El espectador, entendiendo como tal todo aquel que dirime lo que existe en el mundo a través de sus sentidos, se encuentra siempre ante un callejón sin salida: o cree ciegamente en algún punto que algo es verdad o el escepticismo le llevará a la absoluta negación de toda existencia. En el primer caso, el aparentemente más sencillo, nos insta a tener que creer que no todo puede ser mentira; que hay una verdad ineludible ante la cual podemos postrarnos para así conocer el mundo. Si Descartes abogaría por una duda metódica en la cual acabaría por dilucidar que Dios es mi aval para conocer la realidad como un todo coherente en el cine, hijo bastardo de la realidad, el avalador no podría ser alguien con peor intención posible con respecto al espectador: el director.

TAREA 1:
Transcribe del fragmento mostrado el pasaje que comienza con "El espectador, entendiendo" y continúa hasta "espectador: el director.".
TAREA 2:
Según el fragmento mostrado, ¿quién es el avalador en el cine?

DATOS DE ENTRADA:
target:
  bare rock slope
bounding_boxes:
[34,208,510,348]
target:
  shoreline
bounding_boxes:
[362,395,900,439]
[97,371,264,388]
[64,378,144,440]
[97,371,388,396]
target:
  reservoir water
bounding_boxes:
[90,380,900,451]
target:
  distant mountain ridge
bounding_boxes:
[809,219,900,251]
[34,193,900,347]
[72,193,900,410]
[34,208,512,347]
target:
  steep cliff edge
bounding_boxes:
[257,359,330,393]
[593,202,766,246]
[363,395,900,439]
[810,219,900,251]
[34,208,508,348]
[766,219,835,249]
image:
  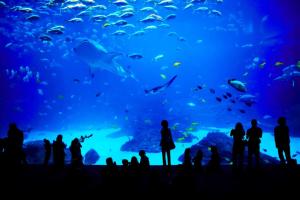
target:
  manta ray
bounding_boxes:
[73,39,134,78]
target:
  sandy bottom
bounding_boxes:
[25,127,300,165]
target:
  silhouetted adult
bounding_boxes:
[207,146,221,172]
[44,139,51,166]
[129,156,140,172]
[160,120,175,167]
[5,123,27,166]
[183,148,192,171]
[230,122,245,169]
[139,150,150,171]
[274,117,291,165]
[53,135,66,168]
[193,149,203,171]
[247,119,262,167]
[70,138,83,168]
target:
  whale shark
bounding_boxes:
[73,39,135,78]
[144,75,177,94]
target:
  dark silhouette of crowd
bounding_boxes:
[0,117,296,174]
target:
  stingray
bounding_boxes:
[73,39,134,78]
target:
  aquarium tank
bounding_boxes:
[0,0,300,165]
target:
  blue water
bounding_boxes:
[0,0,300,164]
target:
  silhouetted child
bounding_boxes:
[183,148,192,171]
[193,149,203,172]
[70,138,83,168]
[139,150,150,172]
[207,146,220,172]
[230,122,245,169]
[274,117,291,165]
[247,119,262,168]
[44,139,51,166]
[53,135,66,168]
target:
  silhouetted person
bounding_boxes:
[70,138,83,168]
[53,135,66,168]
[129,156,140,172]
[207,146,221,172]
[160,120,175,167]
[230,122,245,169]
[193,149,203,171]
[183,148,192,171]
[44,139,51,166]
[139,150,150,172]
[247,119,262,167]
[6,123,27,166]
[274,117,291,165]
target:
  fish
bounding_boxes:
[239,109,246,114]
[239,94,256,107]
[165,14,176,20]
[209,88,216,94]
[153,54,164,61]
[26,14,40,21]
[187,102,196,107]
[274,62,284,67]
[144,75,177,94]
[226,92,232,98]
[160,74,167,79]
[228,79,247,92]
[216,97,222,102]
[173,61,181,67]
[73,39,135,79]
[73,78,80,83]
[96,92,102,97]
[128,53,144,60]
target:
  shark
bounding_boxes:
[73,39,135,79]
[144,75,177,94]
[274,65,300,87]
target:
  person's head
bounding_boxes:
[251,119,257,127]
[56,134,62,142]
[130,156,139,165]
[9,122,17,130]
[235,122,244,130]
[161,119,169,128]
[106,157,114,166]
[139,150,146,157]
[122,159,129,167]
[277,117,286,126]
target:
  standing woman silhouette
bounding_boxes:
[160,120,175,167]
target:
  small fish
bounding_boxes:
[37,89,44,96]
[160,74,167,79]
[239,109,246,114]
[173,61,181,67]
[187,102,196,107]
[259,61,267,68]
[226,92,232,98]
[128,53,143,60]
[73,78,80,83]
[275,62,284,67]
[216,97,222,102]
[57,94,65,100]
[209,88,216,94]
[96,92,102,97]
[222,94,228,99]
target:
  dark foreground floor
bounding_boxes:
[0,165,300,199]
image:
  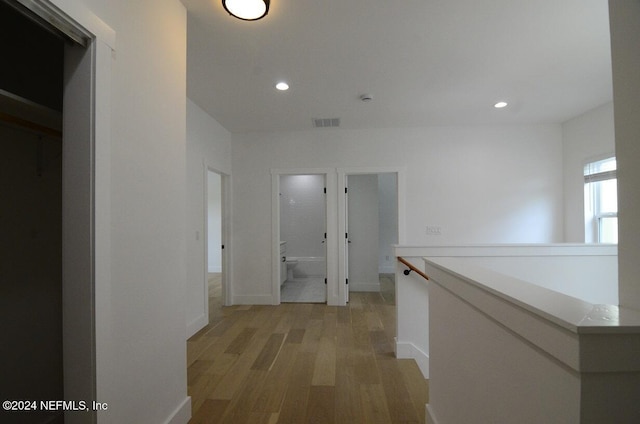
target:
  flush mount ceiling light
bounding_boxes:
[222,0,269,21]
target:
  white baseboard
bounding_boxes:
[425,403,438,424]
[396,340,429,378]
[187,314,209,339]
[349,281,380,292]
[232,295,274,305]
[165,396,191,424]
[378,264,396,274]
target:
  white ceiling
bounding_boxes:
[182,0,612,133]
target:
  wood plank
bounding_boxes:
[224,328,258,355]
[187,274,429,424]
[251,333,284,371]
[360,384,391,424]
[311,337,336,386]
[378,361,424,423]
[189,399,230,424]
[286,328,305,344]
[305,386,336,424]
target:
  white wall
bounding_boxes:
[0,123,63,422]
[54,0,190,424]
[609,1,640,310]
[562,103,615,243]
[232,125,563,302]
[347,174,380,292]
[186,99,231,336]
[207,171,222,272]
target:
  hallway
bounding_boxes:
[187,281,428,424]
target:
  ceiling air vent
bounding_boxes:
[313,118,340,128]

RESPUESTA 1:
El espectador, entendiendo como tal todo aquel que dirime lo que existe en el mundo a través de sus sentidos, se encuentra siempre ante un callejón sin salida: o cree ciegamente en algún punto que algo es verdad o el escepticismo le llevará a la absoluta negación de toda existencia. En el primer caso, el aparentemente más sencillo, nos insta a tener que creer que no todo puede ser mentira; que hay una verdad ineludible ante la cual podemos postrarnos para así conocer el mundo. Si Descartes abogaría por una duda metódica en la cual acabaría por dilucidar que Dios es mi aval para conocer la realidad como un todo coherente en el cine, hijo bastardo de la realidad, el avalador no podría ser alguien con peor intención posible con respecto al espectador: el director.

RESPUESTA 2:
El director.